• _TASK BRIEF_:
Each line of the records containing "view" is to be copied out and returned.

Point localization data:
::::

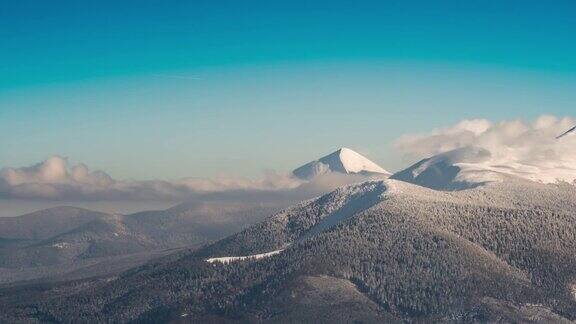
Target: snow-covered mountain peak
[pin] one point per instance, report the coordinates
(344, 161)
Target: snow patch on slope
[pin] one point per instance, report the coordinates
(226, 260)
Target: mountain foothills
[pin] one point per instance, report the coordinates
(344, 161)
(61, 242)
(454, 238)
(67, 242)
(376, 251)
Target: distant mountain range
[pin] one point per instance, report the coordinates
(378, 251)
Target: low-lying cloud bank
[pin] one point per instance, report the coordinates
(526, 149)
(55, 179)
(531, 148)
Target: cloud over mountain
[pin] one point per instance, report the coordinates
(55, 179)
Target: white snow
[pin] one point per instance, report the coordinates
(61, 245)
(344, 161)
(229, 259)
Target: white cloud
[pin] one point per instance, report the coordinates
(527, 147)
(55, 179)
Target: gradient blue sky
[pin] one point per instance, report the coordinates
(167, 89)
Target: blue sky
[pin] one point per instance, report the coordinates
(166, 89)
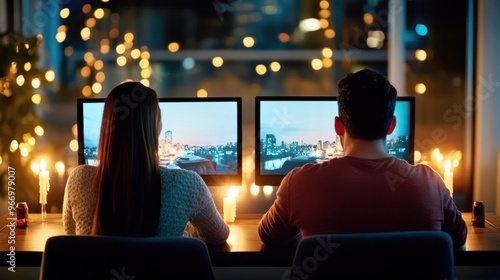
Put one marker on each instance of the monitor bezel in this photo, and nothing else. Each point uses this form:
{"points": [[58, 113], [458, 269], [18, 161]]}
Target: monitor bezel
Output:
{"points": [[210, 180], [275, 180]]}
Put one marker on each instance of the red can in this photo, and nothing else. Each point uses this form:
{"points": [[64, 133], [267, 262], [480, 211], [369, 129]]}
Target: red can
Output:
{"points": [[478, 216], [22, 214]]}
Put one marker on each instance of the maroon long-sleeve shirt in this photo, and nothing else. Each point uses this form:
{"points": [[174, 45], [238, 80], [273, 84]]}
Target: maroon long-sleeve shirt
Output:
{"points": [[354, 195]]}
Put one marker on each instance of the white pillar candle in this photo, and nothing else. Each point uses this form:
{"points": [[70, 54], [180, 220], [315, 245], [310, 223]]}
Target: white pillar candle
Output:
{"points": [[43, 182], [448, 177], [229, 209]]}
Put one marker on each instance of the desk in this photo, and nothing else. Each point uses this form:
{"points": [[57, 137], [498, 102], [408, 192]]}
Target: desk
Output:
{"points": [[243, 247]]}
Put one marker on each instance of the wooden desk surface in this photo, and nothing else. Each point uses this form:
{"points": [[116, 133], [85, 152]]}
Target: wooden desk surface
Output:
{"points": [[243, 238]]}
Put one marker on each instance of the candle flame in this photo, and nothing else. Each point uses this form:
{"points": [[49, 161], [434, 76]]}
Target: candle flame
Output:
{"points": [[447, 165], [232, 192], [43, 165]]}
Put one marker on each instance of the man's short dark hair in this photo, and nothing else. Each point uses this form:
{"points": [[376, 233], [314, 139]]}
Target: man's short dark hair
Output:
{"points": [[366, 104]]}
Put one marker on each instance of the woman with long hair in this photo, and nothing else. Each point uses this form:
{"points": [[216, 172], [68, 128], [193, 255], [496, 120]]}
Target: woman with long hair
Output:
{"points": [[128, 193]]}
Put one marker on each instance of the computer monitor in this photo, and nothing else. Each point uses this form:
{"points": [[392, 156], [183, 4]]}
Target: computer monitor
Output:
{"points": [[198, 134], [291, 131]]}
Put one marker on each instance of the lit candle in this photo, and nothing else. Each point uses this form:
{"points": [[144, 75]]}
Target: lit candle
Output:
{"points": [[44, 187], [230, 205], [448, 177]]}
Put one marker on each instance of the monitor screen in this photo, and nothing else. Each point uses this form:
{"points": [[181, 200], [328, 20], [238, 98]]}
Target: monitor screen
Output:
{"points": [[198, 134], [292, 131]]}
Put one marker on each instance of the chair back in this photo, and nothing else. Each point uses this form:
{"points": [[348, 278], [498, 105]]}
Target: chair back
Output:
{"points": [[391, 255], [107, 257]]}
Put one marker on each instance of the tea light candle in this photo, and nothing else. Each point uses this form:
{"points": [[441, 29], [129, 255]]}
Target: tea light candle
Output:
{"points": [[44, 188], [43, 182], [230, 205], [448, 177], [229, 209]]}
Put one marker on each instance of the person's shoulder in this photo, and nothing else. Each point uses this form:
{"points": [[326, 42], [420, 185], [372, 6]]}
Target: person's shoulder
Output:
{"points": [[177, 176], [84, 169]]}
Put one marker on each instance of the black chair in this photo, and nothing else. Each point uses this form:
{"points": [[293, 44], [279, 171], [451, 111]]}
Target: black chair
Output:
{"points": [[393, 255], [106, 257]]}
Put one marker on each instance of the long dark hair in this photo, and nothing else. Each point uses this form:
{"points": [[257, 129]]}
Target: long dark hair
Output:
{"points": [[128, 177]]}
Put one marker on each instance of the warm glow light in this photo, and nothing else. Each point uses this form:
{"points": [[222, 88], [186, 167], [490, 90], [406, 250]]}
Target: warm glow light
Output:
{"points": [[232, 192], [85, 71], [96, 88], [99, 13], [417, 156], [35, 167], [121, 61], [174, 47], [43, 165], [309, 25], [447, 165], [36, 98], [73, 145], [316, 64], [14, 145], [91, 22], [327, 52], [436, 152], [248, 42], [86, 91], [64, 13], [283, 37], [324, 14], [420, 55], [329, 33], [368, 18], [35, 83], [39, 130], [323, 23], [98, 65], [120, 48], [74, 130], [145, 73], [100, 77], [275, 66], [202, 93], [217, 61], [60, 37], [323, 4], [254, 190], [145, 55], [31, 141], [89, 58], [261, 69], [20, 80], [267, 190], [128, 37], [144, 63], [85, 33], [420, 88], [50, 75], [135, 53], [60, 167], [327, 62], [86, 8], [68, 51]]}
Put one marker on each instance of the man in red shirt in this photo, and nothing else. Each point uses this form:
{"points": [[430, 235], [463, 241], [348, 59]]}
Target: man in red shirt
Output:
{"points": [[367, 190]]}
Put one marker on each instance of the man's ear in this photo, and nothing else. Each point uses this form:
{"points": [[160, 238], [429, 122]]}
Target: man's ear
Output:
{"points": [[392, 126], [339, 127]]}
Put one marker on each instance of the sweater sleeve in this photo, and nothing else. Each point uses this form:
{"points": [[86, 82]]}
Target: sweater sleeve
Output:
{"points": [[453, 223], [206, 220], [275, 227], [68, 221]]}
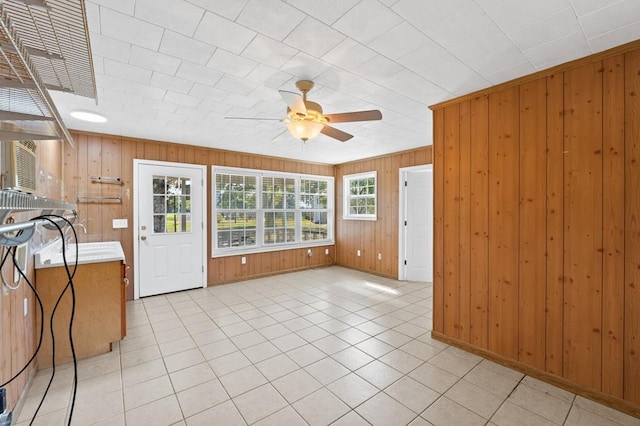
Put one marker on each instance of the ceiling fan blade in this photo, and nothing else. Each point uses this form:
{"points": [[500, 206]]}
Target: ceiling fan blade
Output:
{"points": [[332, 132], [294, 102], [252, 118], [354, 116]]}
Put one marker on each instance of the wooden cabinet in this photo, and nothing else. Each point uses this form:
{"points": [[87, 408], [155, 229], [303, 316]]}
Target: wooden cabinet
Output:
{"points": [[99, 317]]}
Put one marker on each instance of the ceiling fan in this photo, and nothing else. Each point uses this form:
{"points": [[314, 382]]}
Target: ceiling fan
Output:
{"points": [[306, 119]]}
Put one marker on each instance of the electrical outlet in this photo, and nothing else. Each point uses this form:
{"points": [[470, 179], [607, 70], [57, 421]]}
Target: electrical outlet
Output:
{"points": [[120, 223]]}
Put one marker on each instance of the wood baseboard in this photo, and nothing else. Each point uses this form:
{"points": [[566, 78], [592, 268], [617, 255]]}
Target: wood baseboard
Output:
{"points": [[602, 398]]}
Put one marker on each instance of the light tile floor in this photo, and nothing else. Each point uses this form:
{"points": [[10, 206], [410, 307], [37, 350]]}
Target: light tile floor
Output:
{"points": [[324, 346]]}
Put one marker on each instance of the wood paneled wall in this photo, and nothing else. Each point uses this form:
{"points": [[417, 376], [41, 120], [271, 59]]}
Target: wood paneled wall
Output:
{"points": [[17, 331], [104, 155], [380, 236], [537, 225]]}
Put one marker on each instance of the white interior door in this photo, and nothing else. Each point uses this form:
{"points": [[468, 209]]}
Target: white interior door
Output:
{"points": [[418, 225], [170, 230]]}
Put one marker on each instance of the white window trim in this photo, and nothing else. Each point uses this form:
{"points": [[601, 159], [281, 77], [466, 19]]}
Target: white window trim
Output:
{"points": [[346, 185], [260, 246]]}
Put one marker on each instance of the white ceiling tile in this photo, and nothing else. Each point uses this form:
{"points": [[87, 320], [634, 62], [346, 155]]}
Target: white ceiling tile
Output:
{"points": [[546, 30], [110, 47], [328, 11], [511, 15], [367, 21], [313, 37], [182, 99], [176, 15], [124, 6], [230, 63], [186, 48], [305, 67], [273, 18], [152, 60], [171, 83], [561, 50], [221, 32], [208, 92], [349, 55], [129, 29], [269, 77], [399, 41], [126, 71], [608, 18], [268, 51], [198, 73], [229, 9]]}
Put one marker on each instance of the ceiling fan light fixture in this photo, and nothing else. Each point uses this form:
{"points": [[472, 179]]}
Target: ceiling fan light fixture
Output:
{"points": [[305, 129]]}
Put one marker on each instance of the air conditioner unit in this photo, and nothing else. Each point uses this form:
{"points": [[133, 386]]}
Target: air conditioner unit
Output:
{"points": [[19, 166]]}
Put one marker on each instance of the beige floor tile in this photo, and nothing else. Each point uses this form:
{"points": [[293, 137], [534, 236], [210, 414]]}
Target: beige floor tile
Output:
{"points": [[296, 385], [445, 412], [379, 374], [512, 414], [191, 376], [229, 363], [326, 370], [242, 380], [544, 405], [259, 403], [165, 411], [183, 360], [305, 355], [353, 390], [412, 394], [474, 398], [202, 397], [261, 351], [433, 377], [142, 372], [385, 411], [401, 361], [146, 392], [321, 407], [276, 367]]}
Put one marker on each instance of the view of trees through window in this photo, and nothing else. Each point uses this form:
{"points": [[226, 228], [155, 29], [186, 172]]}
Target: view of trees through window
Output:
{"points": [[256, 210]]}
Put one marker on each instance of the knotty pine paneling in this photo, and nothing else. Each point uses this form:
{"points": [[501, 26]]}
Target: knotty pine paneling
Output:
{"points": [[105, 155], [554, 236], [380, 236]]}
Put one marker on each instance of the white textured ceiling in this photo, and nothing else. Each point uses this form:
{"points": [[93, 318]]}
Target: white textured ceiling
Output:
{"points": [[171, 70]]}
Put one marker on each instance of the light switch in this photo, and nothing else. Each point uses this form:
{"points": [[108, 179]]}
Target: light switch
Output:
{"points": [[120, 223]]}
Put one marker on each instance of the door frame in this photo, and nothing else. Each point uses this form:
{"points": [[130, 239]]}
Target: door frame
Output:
{"points": [[136, 227], [402, 206]]}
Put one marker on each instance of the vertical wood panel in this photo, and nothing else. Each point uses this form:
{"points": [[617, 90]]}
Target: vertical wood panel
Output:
{"points": [[613, 227], [465, 221], [632, 229], [555, 224], [503, 222], [583, 232], [479, 230], [532, 238], [438, 220], [451, 201]]}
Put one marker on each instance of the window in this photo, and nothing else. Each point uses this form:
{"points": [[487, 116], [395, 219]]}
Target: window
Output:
{"points": [[261, 210], [360, 196]]}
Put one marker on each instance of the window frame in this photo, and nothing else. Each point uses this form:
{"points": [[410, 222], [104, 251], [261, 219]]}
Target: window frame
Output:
{"points": [[261, 210], [346, 196]]}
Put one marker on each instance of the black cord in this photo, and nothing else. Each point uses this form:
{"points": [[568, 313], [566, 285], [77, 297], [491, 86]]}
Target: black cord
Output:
{"points": [[71, 286]]}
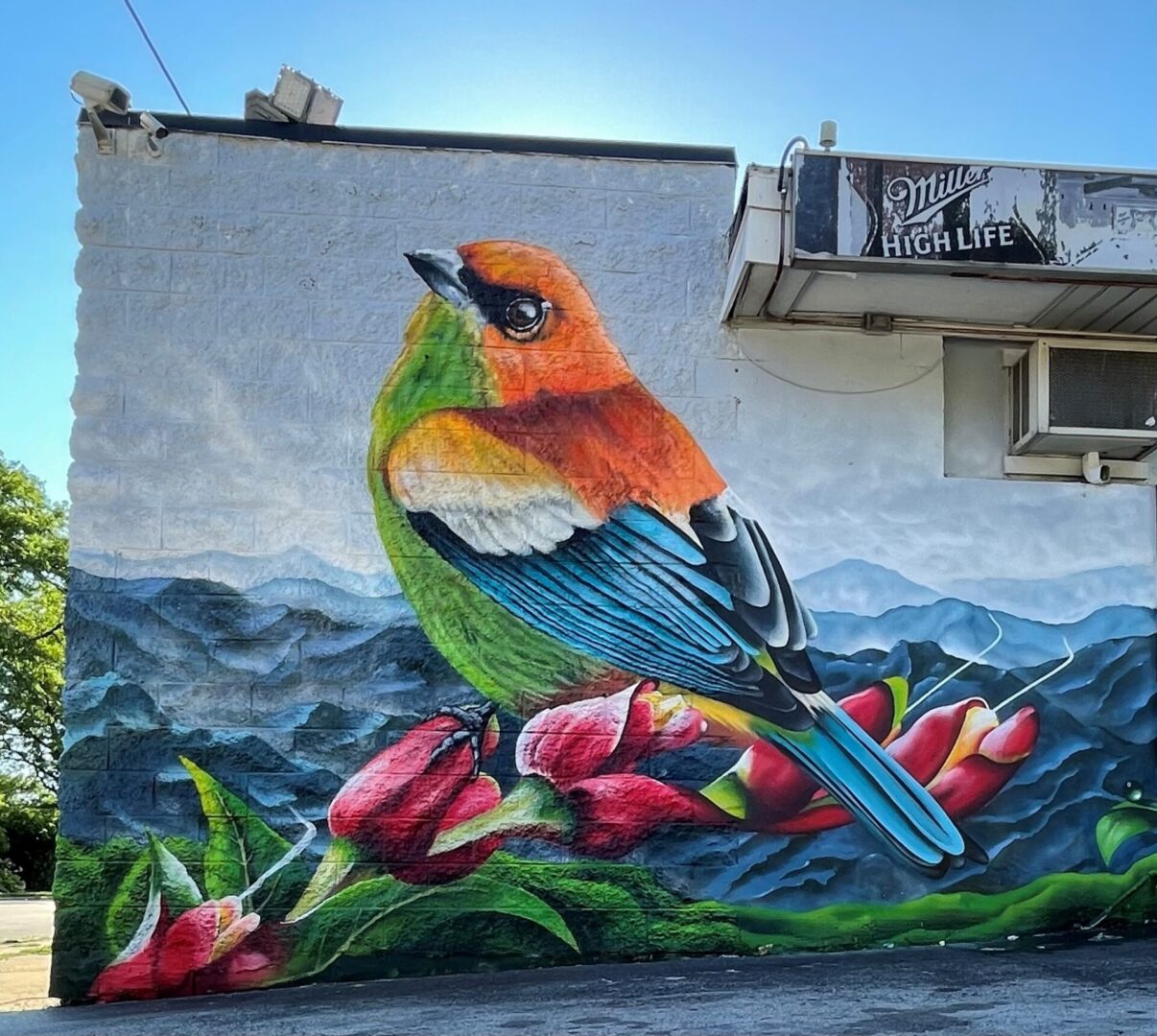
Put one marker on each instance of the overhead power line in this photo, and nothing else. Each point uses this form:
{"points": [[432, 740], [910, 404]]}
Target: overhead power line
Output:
{"points": [[156, 55]]}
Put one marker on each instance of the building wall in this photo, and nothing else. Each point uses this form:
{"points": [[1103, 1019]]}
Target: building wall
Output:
{"points": [[251, 766]]}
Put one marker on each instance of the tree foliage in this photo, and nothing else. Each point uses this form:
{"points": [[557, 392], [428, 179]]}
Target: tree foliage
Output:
{"points": [[28, 832], [34, 568]]}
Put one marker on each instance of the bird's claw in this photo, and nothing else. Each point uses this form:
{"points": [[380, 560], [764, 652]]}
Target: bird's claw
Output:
{"points": [[475, 719]]}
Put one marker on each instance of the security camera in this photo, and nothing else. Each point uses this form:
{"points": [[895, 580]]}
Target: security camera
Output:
{"points": [[100, 93], [152, 125], [1095, 472]]}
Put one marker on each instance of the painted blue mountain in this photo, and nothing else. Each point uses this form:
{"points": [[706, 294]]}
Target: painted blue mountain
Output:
{"points": [[862, 589], [303, 682], [1061, 598], [962, 630]]}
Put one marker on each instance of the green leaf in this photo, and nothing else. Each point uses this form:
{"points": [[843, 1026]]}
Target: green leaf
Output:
{"points": [[1122, 822], [332, 872], [533, 810], [135, 906], [370, 917], [242, 848], [729, 791]]}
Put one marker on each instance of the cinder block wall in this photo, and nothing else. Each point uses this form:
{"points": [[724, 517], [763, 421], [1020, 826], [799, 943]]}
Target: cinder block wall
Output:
{"points": [[240, 647]]}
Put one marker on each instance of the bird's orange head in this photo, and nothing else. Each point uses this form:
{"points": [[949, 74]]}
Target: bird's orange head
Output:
{"points": [[539, 328]]}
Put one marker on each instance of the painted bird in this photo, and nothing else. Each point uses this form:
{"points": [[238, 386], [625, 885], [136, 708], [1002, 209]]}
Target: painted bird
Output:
{"points": [[560, 534]]}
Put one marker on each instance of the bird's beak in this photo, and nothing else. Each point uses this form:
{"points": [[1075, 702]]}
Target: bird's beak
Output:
{"points": [[442, 271]]}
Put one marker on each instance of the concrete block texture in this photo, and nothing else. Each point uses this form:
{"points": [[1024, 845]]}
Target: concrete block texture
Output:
{"points": [[234, 291]]}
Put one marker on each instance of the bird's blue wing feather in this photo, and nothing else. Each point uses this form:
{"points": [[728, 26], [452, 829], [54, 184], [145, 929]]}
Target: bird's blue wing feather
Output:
{"points": [[636, 592]]}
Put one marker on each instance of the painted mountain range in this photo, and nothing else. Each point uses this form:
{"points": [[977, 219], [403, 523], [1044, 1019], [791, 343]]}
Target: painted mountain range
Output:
{"points": [[307, 680]]}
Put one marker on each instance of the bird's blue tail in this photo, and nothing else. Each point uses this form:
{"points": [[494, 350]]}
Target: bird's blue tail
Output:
{"points": [[876, 789]]}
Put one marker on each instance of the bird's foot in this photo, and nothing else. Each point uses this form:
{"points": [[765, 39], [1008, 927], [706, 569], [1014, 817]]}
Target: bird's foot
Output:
{"points": [[475, 720]]}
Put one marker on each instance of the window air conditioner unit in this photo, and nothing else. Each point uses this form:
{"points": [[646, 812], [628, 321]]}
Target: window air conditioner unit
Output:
{"points": [[1074, 397]]}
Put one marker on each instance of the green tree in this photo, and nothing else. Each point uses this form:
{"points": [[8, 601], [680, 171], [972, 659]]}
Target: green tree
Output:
{"points": [[28, 832], [34, 568]]}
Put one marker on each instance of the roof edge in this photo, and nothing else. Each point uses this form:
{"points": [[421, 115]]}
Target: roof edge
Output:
{"points": [[434, 140]]}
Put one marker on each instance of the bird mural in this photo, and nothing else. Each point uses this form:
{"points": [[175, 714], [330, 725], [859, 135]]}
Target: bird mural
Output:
{"points": [[561, 534]]}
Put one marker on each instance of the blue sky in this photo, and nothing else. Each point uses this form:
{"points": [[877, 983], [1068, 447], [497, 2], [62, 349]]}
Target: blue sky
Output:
{"points": [[1046, 81]]}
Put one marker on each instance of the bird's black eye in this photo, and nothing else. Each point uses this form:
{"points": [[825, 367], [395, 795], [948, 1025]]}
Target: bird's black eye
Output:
{"points": [[524, 317]]}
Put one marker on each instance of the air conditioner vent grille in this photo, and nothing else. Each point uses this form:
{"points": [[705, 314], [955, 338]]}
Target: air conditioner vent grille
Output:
{"points": [[1020, 420], [1101, 388]]}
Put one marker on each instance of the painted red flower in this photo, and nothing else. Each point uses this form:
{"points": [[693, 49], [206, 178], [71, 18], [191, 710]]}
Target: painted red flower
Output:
{"points": [[961, 753], [393, 809], [213, 947], [573, 742], [618, 812]]}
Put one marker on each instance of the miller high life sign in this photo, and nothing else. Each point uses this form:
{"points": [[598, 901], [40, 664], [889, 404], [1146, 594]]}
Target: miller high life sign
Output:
{"points": [[914, 210]]}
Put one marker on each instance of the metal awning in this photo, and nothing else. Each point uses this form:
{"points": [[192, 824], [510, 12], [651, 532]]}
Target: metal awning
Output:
{"points": [[998, 247]]}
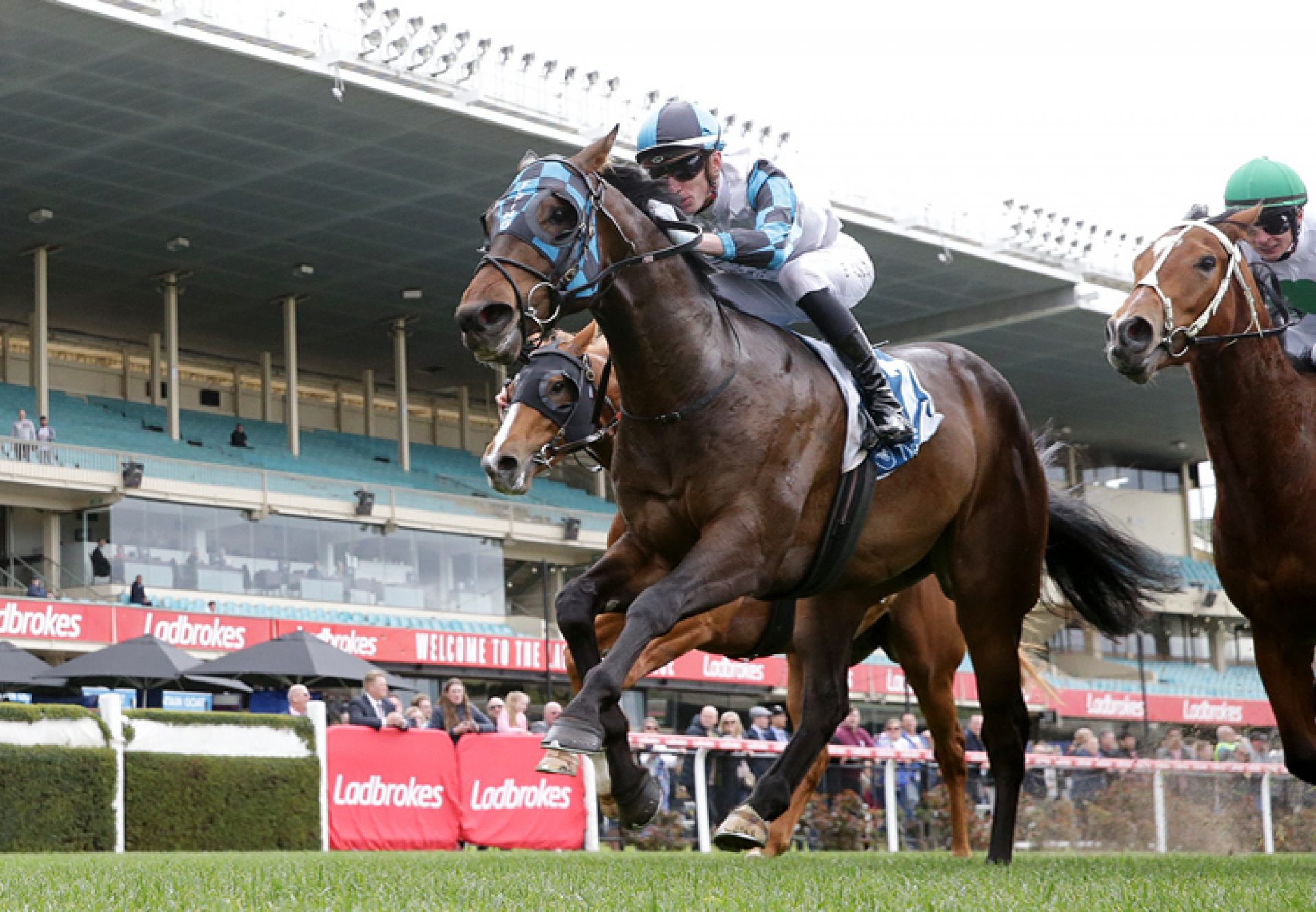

::::

• _SOLUTION_:
Put one marker on each instance of the view of trees through window in this photo, and nothing else. Each point uses this form:
Target: view of trees through window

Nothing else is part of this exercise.